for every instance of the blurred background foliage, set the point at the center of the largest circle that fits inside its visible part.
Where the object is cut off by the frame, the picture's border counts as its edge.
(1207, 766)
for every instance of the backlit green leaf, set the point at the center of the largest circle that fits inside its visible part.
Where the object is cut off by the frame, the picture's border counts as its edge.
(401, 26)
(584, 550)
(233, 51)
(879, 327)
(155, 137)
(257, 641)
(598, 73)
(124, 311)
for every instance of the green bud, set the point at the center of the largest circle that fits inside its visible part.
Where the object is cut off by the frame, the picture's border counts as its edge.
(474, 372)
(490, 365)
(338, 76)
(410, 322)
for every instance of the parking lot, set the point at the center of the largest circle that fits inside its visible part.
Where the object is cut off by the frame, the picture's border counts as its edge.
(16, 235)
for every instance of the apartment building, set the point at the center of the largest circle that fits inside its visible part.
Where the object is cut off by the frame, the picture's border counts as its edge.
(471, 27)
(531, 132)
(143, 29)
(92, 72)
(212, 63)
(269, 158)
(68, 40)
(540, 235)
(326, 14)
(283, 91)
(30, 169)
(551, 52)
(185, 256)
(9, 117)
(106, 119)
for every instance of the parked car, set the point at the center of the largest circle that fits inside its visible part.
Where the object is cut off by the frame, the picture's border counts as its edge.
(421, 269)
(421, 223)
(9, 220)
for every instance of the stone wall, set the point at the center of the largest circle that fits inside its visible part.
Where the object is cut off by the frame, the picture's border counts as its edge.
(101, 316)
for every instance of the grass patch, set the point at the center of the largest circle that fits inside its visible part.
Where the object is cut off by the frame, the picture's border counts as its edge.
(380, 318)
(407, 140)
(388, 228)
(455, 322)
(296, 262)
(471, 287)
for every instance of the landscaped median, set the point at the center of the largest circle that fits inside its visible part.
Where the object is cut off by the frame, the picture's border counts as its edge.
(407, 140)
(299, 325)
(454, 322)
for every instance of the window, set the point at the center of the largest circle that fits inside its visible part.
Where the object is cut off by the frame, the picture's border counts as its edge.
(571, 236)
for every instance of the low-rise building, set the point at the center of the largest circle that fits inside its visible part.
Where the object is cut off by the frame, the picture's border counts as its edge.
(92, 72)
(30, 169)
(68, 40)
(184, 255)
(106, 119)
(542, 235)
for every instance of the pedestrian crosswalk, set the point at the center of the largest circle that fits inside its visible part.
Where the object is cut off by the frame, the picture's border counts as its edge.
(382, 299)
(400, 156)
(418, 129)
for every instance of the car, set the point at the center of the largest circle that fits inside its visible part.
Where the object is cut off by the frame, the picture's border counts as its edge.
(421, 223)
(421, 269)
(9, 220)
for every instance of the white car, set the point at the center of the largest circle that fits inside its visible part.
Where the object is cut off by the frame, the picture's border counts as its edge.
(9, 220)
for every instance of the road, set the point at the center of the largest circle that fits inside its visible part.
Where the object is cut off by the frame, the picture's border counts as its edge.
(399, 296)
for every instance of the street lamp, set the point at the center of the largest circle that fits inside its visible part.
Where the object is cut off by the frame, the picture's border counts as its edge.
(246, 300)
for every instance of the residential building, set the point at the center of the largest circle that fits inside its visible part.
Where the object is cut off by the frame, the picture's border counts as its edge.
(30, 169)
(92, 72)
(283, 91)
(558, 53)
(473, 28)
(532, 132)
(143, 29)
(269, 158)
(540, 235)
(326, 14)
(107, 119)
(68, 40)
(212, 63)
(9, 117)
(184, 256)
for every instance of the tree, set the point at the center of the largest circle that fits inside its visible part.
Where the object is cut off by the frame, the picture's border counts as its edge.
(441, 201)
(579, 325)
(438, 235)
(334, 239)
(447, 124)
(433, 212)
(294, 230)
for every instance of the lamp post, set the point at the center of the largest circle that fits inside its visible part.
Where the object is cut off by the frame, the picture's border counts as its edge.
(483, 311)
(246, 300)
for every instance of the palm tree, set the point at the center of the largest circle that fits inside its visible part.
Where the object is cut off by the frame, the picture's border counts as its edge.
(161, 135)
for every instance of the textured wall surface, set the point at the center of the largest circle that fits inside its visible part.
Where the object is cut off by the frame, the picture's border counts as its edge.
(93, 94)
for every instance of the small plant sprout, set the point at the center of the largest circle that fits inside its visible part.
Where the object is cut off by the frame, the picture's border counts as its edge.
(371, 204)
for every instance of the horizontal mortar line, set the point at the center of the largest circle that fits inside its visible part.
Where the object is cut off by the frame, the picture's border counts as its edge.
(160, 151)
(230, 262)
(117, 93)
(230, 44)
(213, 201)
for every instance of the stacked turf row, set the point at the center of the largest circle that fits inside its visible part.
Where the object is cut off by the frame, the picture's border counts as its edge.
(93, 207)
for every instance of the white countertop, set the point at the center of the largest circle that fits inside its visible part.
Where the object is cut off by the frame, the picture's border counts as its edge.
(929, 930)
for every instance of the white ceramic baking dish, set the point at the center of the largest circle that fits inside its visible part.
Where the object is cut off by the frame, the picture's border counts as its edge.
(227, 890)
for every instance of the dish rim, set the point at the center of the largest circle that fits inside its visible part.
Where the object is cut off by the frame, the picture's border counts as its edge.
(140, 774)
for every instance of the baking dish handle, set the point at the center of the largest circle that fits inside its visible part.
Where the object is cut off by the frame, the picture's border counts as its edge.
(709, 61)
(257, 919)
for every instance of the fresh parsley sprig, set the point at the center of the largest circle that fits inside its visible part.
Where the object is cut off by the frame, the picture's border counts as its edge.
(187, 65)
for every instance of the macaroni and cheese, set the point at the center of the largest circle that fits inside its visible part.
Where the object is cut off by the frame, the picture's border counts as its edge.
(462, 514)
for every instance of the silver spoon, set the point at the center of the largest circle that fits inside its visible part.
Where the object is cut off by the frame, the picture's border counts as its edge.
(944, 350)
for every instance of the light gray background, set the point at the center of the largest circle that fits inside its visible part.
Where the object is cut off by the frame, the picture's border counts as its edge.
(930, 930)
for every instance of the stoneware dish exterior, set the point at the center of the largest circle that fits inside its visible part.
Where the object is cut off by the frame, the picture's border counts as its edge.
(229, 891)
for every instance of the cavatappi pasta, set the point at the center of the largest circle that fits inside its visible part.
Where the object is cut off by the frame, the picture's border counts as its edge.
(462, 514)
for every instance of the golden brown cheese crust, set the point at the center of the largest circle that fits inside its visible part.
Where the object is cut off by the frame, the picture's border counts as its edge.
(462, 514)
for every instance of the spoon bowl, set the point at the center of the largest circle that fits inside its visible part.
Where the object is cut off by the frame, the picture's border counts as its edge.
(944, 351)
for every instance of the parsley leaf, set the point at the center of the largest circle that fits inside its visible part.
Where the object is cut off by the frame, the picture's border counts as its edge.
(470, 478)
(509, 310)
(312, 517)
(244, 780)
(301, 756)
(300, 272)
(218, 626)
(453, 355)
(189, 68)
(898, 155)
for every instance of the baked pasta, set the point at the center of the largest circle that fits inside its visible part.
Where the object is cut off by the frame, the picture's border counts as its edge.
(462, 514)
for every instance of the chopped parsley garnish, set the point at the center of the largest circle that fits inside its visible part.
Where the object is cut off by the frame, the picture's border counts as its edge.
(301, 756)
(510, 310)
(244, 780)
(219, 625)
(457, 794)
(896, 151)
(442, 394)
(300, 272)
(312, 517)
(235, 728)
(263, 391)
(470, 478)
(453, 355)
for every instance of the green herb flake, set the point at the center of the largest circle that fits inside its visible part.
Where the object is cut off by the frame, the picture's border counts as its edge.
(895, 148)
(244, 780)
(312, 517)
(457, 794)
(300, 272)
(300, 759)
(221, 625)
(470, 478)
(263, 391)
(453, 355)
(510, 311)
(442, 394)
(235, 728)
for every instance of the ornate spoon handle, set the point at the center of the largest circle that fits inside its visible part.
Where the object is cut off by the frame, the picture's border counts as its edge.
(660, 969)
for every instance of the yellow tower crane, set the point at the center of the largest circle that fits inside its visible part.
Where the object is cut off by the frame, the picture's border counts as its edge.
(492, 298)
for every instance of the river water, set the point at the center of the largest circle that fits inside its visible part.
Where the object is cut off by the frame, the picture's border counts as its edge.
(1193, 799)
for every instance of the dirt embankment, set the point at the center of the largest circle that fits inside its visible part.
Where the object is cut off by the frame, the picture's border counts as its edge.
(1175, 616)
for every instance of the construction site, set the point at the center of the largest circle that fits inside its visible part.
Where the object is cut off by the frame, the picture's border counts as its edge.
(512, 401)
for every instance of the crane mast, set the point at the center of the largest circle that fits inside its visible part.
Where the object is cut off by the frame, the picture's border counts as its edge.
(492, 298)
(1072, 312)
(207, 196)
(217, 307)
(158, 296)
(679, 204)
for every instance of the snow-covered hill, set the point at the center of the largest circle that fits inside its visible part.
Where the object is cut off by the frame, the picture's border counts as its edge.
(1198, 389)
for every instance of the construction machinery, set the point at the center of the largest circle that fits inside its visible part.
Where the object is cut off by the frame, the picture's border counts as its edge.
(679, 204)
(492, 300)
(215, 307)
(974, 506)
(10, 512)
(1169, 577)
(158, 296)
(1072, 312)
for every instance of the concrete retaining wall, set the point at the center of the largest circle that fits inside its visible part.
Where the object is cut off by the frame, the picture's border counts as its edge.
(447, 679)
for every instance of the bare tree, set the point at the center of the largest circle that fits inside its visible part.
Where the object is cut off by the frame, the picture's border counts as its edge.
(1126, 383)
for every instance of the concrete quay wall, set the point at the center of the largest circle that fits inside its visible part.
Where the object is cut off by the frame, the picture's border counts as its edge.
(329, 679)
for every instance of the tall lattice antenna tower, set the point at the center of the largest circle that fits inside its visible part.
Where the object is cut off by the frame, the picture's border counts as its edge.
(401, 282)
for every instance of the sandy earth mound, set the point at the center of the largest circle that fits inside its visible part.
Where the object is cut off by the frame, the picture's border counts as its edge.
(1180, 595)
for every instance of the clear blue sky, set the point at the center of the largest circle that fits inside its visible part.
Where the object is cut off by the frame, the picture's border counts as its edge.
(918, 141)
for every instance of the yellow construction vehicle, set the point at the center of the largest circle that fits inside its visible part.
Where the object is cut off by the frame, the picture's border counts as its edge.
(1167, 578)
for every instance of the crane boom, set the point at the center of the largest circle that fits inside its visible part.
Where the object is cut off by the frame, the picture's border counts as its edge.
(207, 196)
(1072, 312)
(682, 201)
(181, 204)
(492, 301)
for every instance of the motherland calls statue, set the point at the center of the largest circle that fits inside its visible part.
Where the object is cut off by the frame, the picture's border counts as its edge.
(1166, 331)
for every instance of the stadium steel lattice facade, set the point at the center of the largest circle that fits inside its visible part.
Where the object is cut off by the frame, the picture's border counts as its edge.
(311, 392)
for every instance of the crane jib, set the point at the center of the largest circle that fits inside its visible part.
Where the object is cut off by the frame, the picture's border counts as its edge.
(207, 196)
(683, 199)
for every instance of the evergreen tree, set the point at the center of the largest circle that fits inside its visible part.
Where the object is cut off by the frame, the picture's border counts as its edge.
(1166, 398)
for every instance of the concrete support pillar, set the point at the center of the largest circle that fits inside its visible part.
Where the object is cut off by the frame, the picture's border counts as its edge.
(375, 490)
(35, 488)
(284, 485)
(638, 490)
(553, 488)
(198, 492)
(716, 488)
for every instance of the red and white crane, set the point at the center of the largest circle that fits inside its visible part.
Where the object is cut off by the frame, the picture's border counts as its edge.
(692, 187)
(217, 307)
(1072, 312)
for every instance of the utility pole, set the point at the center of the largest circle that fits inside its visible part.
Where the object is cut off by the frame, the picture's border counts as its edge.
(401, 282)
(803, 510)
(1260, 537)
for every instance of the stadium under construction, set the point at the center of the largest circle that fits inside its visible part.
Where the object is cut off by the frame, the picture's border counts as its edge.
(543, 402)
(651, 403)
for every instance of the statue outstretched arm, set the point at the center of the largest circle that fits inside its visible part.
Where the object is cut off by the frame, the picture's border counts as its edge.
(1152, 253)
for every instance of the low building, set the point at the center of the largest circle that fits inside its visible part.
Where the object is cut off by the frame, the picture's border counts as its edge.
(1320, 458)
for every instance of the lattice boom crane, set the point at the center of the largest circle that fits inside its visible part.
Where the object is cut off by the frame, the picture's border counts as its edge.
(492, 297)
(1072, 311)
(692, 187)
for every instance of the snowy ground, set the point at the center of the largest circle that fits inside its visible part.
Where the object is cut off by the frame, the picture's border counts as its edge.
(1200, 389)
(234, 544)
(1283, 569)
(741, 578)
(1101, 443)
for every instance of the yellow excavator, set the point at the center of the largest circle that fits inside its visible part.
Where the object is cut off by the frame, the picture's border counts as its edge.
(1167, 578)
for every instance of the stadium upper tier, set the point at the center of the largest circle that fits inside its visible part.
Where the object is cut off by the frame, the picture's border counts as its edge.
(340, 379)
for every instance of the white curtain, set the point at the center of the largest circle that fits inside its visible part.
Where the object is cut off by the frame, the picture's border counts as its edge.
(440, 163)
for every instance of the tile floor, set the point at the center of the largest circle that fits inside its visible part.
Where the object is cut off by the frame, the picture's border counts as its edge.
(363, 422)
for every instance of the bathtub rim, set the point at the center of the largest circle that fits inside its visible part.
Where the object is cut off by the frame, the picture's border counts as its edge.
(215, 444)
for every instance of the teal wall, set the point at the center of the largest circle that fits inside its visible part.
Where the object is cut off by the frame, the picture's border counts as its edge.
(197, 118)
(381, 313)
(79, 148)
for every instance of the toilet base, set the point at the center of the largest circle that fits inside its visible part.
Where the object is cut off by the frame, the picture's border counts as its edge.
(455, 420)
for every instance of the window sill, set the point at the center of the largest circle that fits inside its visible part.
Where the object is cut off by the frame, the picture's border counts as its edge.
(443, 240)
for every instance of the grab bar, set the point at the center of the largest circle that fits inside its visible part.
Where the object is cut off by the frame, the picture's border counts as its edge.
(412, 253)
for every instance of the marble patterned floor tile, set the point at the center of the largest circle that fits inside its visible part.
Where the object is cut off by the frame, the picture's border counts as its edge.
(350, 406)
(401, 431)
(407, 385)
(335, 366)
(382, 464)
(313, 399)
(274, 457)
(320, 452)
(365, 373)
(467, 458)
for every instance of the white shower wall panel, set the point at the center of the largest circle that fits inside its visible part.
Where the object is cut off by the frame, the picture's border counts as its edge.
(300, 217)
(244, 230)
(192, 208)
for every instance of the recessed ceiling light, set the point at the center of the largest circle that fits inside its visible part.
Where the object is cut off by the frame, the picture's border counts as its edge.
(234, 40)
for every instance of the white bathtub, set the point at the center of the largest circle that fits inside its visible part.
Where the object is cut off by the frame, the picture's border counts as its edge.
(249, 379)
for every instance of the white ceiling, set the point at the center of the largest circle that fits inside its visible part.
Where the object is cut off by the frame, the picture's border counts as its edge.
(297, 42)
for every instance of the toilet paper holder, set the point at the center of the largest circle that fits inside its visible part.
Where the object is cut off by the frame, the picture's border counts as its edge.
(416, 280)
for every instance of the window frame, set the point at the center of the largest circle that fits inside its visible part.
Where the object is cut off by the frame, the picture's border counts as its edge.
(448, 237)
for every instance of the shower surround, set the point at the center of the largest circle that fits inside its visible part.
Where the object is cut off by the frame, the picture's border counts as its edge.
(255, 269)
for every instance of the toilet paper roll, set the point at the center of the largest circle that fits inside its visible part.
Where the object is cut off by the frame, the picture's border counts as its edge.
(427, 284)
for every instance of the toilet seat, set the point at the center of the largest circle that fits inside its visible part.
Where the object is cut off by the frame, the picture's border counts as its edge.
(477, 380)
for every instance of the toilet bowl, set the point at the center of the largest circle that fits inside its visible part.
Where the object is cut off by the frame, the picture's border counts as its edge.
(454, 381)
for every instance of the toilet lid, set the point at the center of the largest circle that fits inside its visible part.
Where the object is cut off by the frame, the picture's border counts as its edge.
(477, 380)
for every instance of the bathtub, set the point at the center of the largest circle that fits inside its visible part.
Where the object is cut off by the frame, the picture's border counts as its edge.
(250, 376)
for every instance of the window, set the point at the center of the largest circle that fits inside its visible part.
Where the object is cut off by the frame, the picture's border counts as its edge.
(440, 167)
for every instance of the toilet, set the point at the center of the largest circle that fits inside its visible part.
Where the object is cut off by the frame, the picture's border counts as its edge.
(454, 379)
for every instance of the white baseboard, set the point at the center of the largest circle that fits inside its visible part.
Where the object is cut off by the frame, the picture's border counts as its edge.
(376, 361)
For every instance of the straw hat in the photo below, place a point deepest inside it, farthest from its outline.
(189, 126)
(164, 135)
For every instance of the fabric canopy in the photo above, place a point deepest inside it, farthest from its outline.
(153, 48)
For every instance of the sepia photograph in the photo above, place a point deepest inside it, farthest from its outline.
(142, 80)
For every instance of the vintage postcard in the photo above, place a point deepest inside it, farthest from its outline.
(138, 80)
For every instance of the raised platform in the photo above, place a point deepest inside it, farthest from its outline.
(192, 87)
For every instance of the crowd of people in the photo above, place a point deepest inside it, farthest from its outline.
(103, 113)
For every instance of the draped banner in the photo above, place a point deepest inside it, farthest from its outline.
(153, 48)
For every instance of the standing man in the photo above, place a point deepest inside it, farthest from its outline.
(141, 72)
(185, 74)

========================================

◆ **WRITTEN PROBLEM**
Copy out the material again word for word, from its first line through the line that contains "(1207, 766)", with that line included.

◆ **EXERCISE OUTPUT**
for every instance of the blurred background foliage, set the point at the center of the largest circle that fits inside its visible part.
Where the object is cut off by the frame, the picture's border counts as its edge.
(1207, 766)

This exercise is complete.